Aim of the exercise: For every line in the records below that holds "clicks", make a copy.

Information provided:

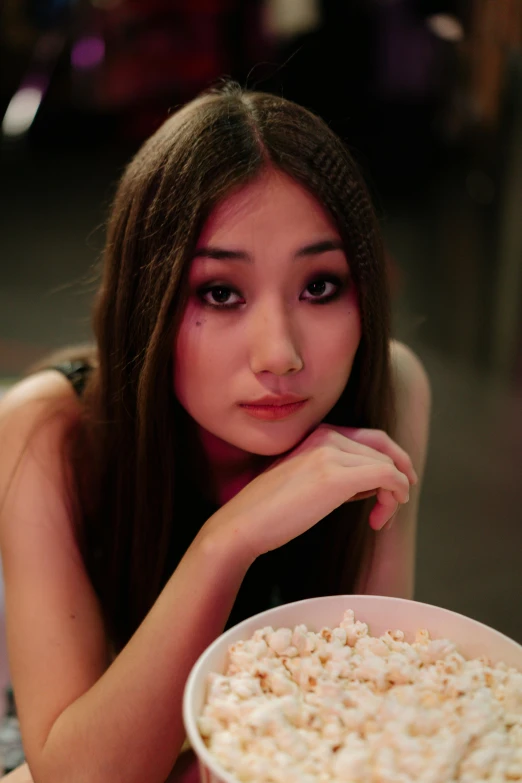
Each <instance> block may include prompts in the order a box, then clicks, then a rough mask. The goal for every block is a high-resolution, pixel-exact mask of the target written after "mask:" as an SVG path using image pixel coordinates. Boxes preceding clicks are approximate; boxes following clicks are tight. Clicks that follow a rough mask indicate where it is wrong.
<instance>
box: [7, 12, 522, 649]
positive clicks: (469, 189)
mask: <svg viewBox="0 0 522 783" xmlns="http://www.w3.org/2000/svg"><path fill="white" fill-rule="evenodd" d="M0 13H1V46H0V74H1V75H0V118H1V122H2V126H1V134H0V135H1V139H0V144H1V156H0V193H1V197H2V208H1V210H0V270H1V274H0V385H3V386H4V387H6V386H7V385H8V384H9V383H11V382H12V381H13V380H15V379H16V378H18V377H20V375H21V374H22V373H23V372H24V370H25V368H26V367H27V366H28V365H29V364H30V363H31V362H33V361H34V360H36V359H39V358H40V357H42V356H43V355H44V354H45V353H46V352H47V351H49V350H50V349H53V348H55V347H59V346H62V345H66V344H70V343H73V342H75V341H83V340H86V339H89V337H90V334H91V333H90V302H91V299H92V294H93V291H94V288H95V282H94V276H93V271H94V266H95V264H96V263H97V261H98V260H99V256H100V252H101V248H102V246H103V241H104V222H105V218H106V215H107V210H108V207H109V204H110V200H111V197H112V194H113V192H114V187H115V184H116V182H117V180H118V177H119V175H120V173H121V172H122V169H123V166H124V165H125V163H126V162H127V161H128V159H129V157H130V156H131V155H132V154H133V152H134V151H135V150H136V149H137V148H138V147H139V145H140V144H141V142H142V141H143V140H144V139H145V138H146V137H147V136H148V135H149V134H150V133H152V132H153V131H154V130H155V128H157V127H158V125H159V124H160V123H161V122H162V121H163V120H164V119H165V118H166V117H167V115H168V113H169V112H170V111H172V110H173V109H174V108H175V107H177V106H179V105H180V104H182V103H184V102H185V101H186V100H188V99H190V98H192V97H193V96H194V95H195V94H197V93H198V92H199V91H200V90H201V89H203V88H205V87H207V86H209V85H210V84H212V83H213V82H215V81H216V80H217V79H219V78H220V77H222V76H229V77H232V78H234V79H236V80H238V81H239V82H240V83H241V84H243V85H245V86H248V87H250V88H252V89H258V90H264V91H269V92H276V93H278V94H283V95H284V96H285V97H287V98H290V99H293V100H295V101H297V102H299V103H302V104H304V105H305V106H307V107H309V108H311V109H312V110H314V111H316V112H317V113H319V114H320V115H321V116H322V117H323V118H324V119H325V120H326V121H327V122H328V123H329V124H330V125H331V126H332V127H333V128H334V130H335V131H337V132H338V133H339V134H340V135H341V136H342V138H343V139H344V140H345V142H346V144H347V145H348V147H349V148H350V150H351V151H352V153H353V154H354V155H355V157H356V159H357V160H358V162H359V165H360V167H361V168H362V171H363V172H364V175H365V176H366V179H367V181H368V183H369V186H370V188H371V191H372V194H373V196H374V199H375V203H376V205H377V209H378V213H379V216H380V219H381V224H382V229H383V232H384V236H385V240H386V246H387V252H388V262H389V272H390V277H391V283H392V288H393V297H394V299H393V303H394V317H395V333H396V335H397V337H399V338H400V339H402V340H404V341H405V342H406V343H408V344H409V345H410V346H412V347H413V348H414V349H415V350H416V351H417V353H418V354H419V356H420V357H421V359H422V360H423V362H424V364H425V366H426V368H427V370H428V373H429V375H430V378H431V383H432V388H433V418H432V429H431V445H430V453H429V458H428V464H427V468H426V478H425V486H424V490H423V497H422V504H421V511H420V519H419V533H418V560H417V587H416V598H417V599H418V600H420V601H426V602H429V603H434V604H438V605H440V606H444V607H447V608H450V609H453V610H456V611H459V612H462V613H464V614H467V615H470V616H472V617H474V618H476V619H479V620H481V621H483V622H485V623H487V624H489V625H492V626H493V627H495V628H498V629H499V630H501V631H503V632H504V633H506V634H508V635H509V636H511V637H513V638H515V639H517V640H518V641H519V642H522V315H521V313H522V308H521V303H522V0H462V1H459V0H446V1H444V0H424V1H421V0H4V2H3V5H2V10H1V12H0Z"/></svg>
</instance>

Response area:
Each <instance> block may include prompts in the order a box, then clicks, then a rough mask. The goal for every block is a high-resolution, pixel-exact mask of the target written after "mask:" as an SVG path using image pixel coordinates. Boxes preceding clicks are approximate; boxes following clicks are tight. Clicks that follow a rough mask indicate where it is wrong.
positive clicks: (469, 189)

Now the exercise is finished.